Reproduce all of the data word for word.

> [Location labeling records]
===============

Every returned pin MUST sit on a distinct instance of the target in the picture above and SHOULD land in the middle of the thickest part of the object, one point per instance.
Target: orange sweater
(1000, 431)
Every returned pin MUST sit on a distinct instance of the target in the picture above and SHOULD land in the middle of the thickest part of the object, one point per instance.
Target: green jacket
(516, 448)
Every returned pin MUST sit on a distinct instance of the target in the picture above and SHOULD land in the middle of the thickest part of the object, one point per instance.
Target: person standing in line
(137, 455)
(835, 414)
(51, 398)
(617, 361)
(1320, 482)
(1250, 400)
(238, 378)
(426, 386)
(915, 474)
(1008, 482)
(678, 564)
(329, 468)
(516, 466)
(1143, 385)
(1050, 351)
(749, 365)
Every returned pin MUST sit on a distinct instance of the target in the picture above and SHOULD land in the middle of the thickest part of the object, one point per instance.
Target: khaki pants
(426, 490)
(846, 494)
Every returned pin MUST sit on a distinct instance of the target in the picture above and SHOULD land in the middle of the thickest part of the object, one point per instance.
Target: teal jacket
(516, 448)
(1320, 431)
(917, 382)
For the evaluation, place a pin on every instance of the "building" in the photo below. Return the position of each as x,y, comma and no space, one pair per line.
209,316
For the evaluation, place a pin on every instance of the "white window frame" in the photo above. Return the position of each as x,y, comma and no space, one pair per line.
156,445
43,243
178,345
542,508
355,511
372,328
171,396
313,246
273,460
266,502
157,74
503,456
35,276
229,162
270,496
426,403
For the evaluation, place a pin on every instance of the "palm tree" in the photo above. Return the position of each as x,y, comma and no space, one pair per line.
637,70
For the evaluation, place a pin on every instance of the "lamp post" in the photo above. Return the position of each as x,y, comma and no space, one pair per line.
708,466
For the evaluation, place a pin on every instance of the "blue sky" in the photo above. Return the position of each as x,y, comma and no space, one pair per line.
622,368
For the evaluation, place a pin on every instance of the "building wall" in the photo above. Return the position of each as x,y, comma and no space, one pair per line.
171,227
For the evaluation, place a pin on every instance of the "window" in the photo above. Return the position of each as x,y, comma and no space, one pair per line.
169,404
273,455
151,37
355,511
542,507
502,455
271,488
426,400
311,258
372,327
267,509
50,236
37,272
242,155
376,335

===============

> [The completed task]
Every returned pin MUST sit on a distinct instance of the target in the picture above and SHOULD land in the middle of the thickest part of the object, one point per instance.
Target: orange sweater
(1000, 431)
Every returned pin MUST sit on a distinct instance of the target in the picture above and SHOULD land in the middle of the thickest part of the object, one point per instance.
Target: green jacket
(516, 448)
Every returned pin MUST sit on a distinct instance of the target in the picture above and SHOULD land in the middle of the thickest part of the object, one point per instance.
Target: person standing in line
(137, 455)
(835, 414)
(51, 398)
(617, 361)
(1320, 482)
(1250, 400)
(238, 378)
(426, 386)
(915, 474)
(1008, 482)
(678, 564)
(329, 468)
(516, 466)
(1143, 385)
(1050, 351)
(749, 365)
Every returned pin MUST sit on a distinct instance of the target in the picture above and SHOULD land in the middle of the thickest part of the object, one point per instance.
Target: khaki pants
(426, 490)
(846, 494)
Every returned pin MUST sit on a distinct instance of the target in the picture above and SHOULD land in the middle of the thickest part of the object, one point per instance.
Target: teal jacket
(516, 448)
(1320, 431)
(917, 382)
For the evaluation, place a pin on every instance of the "building" in the photo below. Return the position of each as x,y, comma and no space, one pair per line.
209,316
For the evaluation, place a pin on every instance of the "white window frame" in the photo above. Return the position of each as x,y, comma and no space, one pair per line.
156,445
43,243
178,345
542,508
355,511
372,328
171,396
313,246
273,460
266,502
157,74
503,456
35,276
229,162
270,496
426,403
For the evaluation, place a pin on every instance of the "palm tree" in the photo above. Return the position of each as x,y, comma and no space, one pair per line.
637,70
For the evaluation, place a pin on every instance of the "lamp post" in the photo above. Return the position of each as x,y, comma and no space, one pair per line.
708,466
For the evaluation, place a pin on every instance of the "blue sky" in the photo above. Return the position of each as x,y, comma and no space, one pair per line.
622,368
For the evaluation, place a pin on every instance of the "building wall" in the photo above. Return the position of each as x,y, comma and no space, one pair per line.
171,227
For the evaluation, place a pin on every instance of the "window" in the photo above. Return the position of each as x,y, comma and no space, one pair per line.
169,404
273,455
151,37
355,511
542,507
502,455
271,488
426,400
311,258
372,327
267,509
50,236
37,272
242,155
376,335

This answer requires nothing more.